= Your goal =
Please give the listing again in its entirety, exactly as written.

■ ■ ■

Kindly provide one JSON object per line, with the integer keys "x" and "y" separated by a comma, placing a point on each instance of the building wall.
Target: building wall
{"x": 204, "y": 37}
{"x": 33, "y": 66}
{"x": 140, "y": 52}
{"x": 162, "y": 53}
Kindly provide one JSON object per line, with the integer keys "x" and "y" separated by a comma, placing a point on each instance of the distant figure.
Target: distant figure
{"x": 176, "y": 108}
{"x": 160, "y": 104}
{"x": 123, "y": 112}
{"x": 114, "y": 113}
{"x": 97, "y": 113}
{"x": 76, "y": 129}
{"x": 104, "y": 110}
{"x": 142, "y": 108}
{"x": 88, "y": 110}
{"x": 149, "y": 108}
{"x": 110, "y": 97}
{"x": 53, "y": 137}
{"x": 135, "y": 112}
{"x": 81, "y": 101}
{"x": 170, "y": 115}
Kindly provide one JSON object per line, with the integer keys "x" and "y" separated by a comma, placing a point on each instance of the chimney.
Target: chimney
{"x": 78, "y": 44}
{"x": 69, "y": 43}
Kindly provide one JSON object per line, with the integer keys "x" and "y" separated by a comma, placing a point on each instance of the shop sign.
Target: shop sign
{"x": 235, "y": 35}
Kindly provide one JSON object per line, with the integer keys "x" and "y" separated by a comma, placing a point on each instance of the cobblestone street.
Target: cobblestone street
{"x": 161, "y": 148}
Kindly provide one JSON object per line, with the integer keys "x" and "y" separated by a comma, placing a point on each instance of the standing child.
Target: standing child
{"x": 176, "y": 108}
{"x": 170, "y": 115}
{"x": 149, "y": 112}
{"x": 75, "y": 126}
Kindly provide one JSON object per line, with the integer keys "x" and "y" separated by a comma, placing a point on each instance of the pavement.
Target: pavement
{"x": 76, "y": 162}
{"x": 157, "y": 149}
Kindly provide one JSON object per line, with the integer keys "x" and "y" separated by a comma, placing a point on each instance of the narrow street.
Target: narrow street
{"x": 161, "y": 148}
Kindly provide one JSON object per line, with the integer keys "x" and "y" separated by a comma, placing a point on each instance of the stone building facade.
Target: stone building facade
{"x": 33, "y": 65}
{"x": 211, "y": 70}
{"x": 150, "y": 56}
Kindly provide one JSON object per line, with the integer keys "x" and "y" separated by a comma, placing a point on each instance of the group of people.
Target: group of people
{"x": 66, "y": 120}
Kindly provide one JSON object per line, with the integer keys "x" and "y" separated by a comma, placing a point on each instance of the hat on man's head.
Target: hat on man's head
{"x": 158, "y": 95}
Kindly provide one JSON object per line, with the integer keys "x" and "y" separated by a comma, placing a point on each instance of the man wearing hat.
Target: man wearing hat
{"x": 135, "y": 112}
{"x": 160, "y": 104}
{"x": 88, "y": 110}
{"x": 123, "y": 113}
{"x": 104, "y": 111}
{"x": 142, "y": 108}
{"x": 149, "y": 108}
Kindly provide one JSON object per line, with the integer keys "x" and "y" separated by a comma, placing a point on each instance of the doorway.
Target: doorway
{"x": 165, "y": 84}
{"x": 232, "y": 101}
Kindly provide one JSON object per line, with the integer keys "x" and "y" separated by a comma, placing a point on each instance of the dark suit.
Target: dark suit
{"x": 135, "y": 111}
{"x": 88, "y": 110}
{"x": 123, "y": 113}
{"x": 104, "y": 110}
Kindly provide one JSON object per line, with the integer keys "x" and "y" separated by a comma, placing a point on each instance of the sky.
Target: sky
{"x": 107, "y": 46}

■ ■ ■

= The reply =
Kindly provide one JSON object per line, with the integer keys "x" and "y" separated by a comma, placing a point on each instance of the building wall.
Target: building wall
{"x": 204, "y": 37}
{"x": 33, "y": 66}
{"x": 140, "y": 52}
{"x": 162, "y": 53}
Kindly provide one JSON object per line, with the integer keys "x" and "y" separated by a comma, placing a point on each instance of the distant figure.
Target: distant figure
{"x": 176, "y": 108}
{"x": 160, "y": 104}
{"x": 123, "y": 112}
{"x": 114, "y": 113}
{"x": 97, "y": 113}
{"x": 76, "y": 129}
{"x": 104, "y": 110}
{"x": 142, "y": 108}
{"x": 88, "y": 110}
{"x": 149, "y": 108}
{"x": 110, "y": 97}
{"x": 53, "y": 137}
{"x": 135, "y": 112}
{"x": 81, "y": 101}
{"x": 170, "y": 115}
Kindly provide one JSON object per line, with the integer keys "x" and "y" separated by a comma, placing a point on each instance of the chimney.
Target: chimney
{"x": 78, "y": 44}
{"x": 69, "y": 43}
Kindly provide one JSON object per line, with the integer keys "x" and "y" separated by a comma, placing a point on each instance of the shop sign.
Target: shop sign
{"x": 235, "y": 35}
Kindly provide one JSON object per line, with the integer keys "x" and "y" separated by a comma, placing a point on each instance of the cobblestone street.
Target: cobblestone street
{"x": 161, "y": 148}
Kindly provide one JSON object per line, with the integer keys "x" and "y" separated by a comma, placing a point on each instance of the standing child.
Target: standing child
{"x": 176, "y": 108}
{"x": 170, "y": 115}
{"x": 149, "y": 112}
{"x": 75, "y": 126}
Kindly provide one JSON object per line, with the integer keys "x" and "y" separated by a comma, placing a point on each instance of the pavement.
Target: pavement
{"x": 76, "y": 162}
{"x": 157, "y": 149}
Kindly provide one JSON object per line, with the integer keys "x" and "y" separated by a comma, placing a point on each instance of the narrow street.
Target: narrow street
{"x": 161, "y": 148}
Kindly provide one JSON object per line, with the integer keys "x" and "y" separated by a comma, placing a point on each instance of the stone building facade.
Target: stone building facade
{"x": 33, "y": 65}
{"x": 211, "y": 70}
{"x": 150, "y": 56}
Kindly provide one JSON object per line, with the integer keys "x" and "y" separated by a comma, placing a point on each instance of the group of people.
Target: group of people
{"x": 66, "y": 120}
Kindly provide one JSON object per line, with the integer keys "x" and "y" separated by a comma, placing a point on each instance of the hat on man's head.
Target: hat on man's head
{"x": 158, "y": 95}
Kindly provide one JSON object per line, with the integer keys "x" and "y" separated by a comma, placing a point on each instance of the man wearing hat.
Target: man wearing hat
{"x": 135, "y": 112}
{"x": 160, "y": 104}
{"x": 88, "y": 110}
{"x": 123, "y": 113}
{"x": 104, "y": 111}
{"x": 142, "y": 108}
{"x": 149, "y": 108}
Kindly provide one JSON object per line, with the integer keys "x" and "y" separated by a comma, placing a point on each instance of the doorway.
Target: doorway
{"x": 165, "y": 84}
{"x": 232, "y": 101}
Kindly provide one JSON object per line, with the integer keys "x" and "y" separated by a comma, placing a point on each instance of the dark suit.
Target: dark suit
{"x": 135, "y": 111}
{"x": 88, "y": 110}
{"x": 123, "y": 113}
{"x": 104, "y": 110}
Kindly provide one JSON object per line, with the integer keys "x" and "y" separated by a comma, placing a point on each instance of the sky.
Target: sky
{"x": 107, "y": 46}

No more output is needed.